Count the lines in the entries below that contain the word "dark" and reply with only that number.

[Bounding box annotation entries]

━━━━━━━━━━━━━━━━━━━━

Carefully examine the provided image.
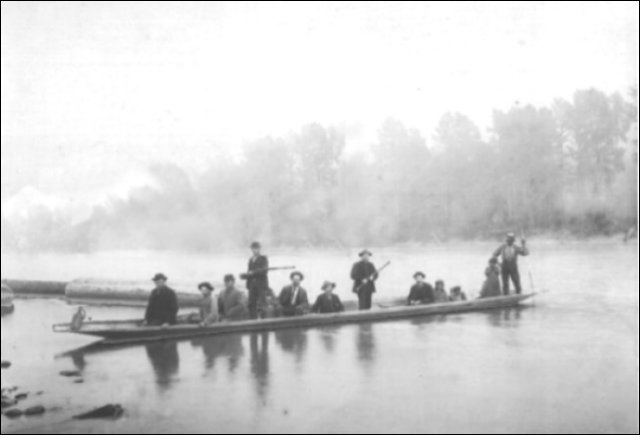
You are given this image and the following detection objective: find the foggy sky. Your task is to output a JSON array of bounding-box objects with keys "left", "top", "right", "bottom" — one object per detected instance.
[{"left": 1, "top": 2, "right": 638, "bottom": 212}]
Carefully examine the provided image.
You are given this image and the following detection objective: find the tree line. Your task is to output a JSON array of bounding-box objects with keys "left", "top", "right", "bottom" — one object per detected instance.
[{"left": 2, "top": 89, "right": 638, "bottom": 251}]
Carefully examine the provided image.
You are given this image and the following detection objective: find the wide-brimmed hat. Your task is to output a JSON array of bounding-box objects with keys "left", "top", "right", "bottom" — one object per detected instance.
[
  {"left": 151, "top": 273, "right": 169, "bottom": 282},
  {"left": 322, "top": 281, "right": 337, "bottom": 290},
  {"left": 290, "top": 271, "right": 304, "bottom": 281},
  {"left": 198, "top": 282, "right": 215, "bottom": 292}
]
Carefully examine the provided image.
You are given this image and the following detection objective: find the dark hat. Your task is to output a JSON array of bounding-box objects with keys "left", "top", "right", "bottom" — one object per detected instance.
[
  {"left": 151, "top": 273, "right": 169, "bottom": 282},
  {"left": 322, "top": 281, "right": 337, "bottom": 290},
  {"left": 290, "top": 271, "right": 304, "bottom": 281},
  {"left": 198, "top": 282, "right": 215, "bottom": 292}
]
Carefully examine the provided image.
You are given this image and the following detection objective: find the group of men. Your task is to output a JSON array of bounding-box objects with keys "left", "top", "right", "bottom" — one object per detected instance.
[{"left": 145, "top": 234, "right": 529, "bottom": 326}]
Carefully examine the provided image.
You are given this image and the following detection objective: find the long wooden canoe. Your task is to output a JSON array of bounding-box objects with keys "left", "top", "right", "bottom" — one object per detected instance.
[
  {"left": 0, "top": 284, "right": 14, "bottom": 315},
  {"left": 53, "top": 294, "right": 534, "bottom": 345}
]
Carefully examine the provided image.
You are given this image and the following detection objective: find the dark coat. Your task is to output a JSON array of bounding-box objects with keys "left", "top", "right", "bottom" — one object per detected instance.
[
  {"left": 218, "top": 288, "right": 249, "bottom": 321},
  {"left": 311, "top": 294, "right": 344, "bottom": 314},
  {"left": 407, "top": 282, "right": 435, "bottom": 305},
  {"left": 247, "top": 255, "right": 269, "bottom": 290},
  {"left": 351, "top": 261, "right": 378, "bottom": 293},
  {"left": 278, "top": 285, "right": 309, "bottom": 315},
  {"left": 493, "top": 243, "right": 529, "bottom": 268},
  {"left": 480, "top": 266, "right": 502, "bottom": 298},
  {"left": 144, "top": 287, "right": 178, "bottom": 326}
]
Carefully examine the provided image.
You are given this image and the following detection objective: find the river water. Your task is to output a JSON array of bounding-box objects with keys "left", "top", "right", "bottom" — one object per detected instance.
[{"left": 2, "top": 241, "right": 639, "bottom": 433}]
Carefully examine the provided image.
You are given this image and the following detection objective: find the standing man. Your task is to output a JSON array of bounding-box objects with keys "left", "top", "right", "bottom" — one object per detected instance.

━━━━━━━━━━━━━━━━━━━━

» WRITTEN SOLUTION
2